> [Your goal]
Reproduce the following passage about the Arizona State University online course on childhood trauma in full, word for word.

PHOENIX — A new online course, developed by a team at Arizona State University, offers tools to teachers so they can identify and help traumatized children.

Children who have been traumatized by an event like the loss of a parent, through death or incarceration, or those experiencing maltreatment might find it difficult to learn.

Now, online training can help teachers, which in turn will help these young students.

Director of “The Center for Child Well Being” Dr. Judy Krysik and Elizabeth Anthony, both associate professors from ASU’s School of Social Work, created the content in the teaching modules.

“It’s only been relatively recently that we’ve learned how trauma can impact the brain,” Krysik said. “Trauma can impact the brain and it can actually create physiological changes in the brain where information that’s received is processed differently.

“So, there might a circumstance that’s really rather benign and the child interprets it as something that makes them unsafe or makes them want to run away.”

Research has shown that the brain can help repair itself, “And so, these modules are designed to create an atmosphere within the classroom that will lead to healing,” Krysik said.

(Stored data)
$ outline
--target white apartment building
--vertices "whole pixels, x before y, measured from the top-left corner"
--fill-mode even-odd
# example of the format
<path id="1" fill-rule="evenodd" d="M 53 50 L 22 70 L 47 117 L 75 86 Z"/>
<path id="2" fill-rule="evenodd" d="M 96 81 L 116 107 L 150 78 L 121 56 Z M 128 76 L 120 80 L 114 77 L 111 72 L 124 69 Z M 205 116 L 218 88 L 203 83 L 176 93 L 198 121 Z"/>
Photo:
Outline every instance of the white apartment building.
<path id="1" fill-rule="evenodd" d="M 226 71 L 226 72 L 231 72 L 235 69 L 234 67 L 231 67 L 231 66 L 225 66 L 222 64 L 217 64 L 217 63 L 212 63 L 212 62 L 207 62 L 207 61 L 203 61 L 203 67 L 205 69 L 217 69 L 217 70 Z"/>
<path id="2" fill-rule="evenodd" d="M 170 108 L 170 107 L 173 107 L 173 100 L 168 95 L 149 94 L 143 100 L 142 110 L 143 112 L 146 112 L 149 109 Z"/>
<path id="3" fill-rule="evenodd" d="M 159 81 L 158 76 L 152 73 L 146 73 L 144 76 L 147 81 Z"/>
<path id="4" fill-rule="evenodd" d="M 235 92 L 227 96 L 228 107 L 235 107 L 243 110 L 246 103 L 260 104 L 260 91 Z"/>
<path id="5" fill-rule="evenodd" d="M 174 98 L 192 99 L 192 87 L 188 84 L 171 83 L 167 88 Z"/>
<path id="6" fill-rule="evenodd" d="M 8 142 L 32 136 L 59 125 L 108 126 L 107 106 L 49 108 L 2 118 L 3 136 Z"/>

> [Task response]
PHOENIX — A new online course, developed by a team at Arizona State University, offers tools to teachers so they can identify and help traumatized children.

Children who have been traumatized by an event like the loss of a parent, through death or incarceration, or those experiencing maltreatment might find it difficult to learn.

Now, online training can help teachers, which in turn will help these young students.

Director of “The Center for Child Well Being” Dr. Judy Krysik and Elizabeth Anthony, both associate professors from ASU’s School of Social Work, created the content in the teaching modules.

“It’s only been relatively recently that we’ve learned how trauma can impact the brain,” Krysik said. “Trauma can impact the brain and it can actually create physiological changes in the brain where information that’s received is processed differently.

“So, there might a circumstance that’s really rather benign and the child interprets it as something that makes them unsafe or makes them want to run away.”

Research has shown that the brain can help repair itself, “And so, these modules are designed to create an atmosphere within the classroom that will lead to healing,” Krysik said.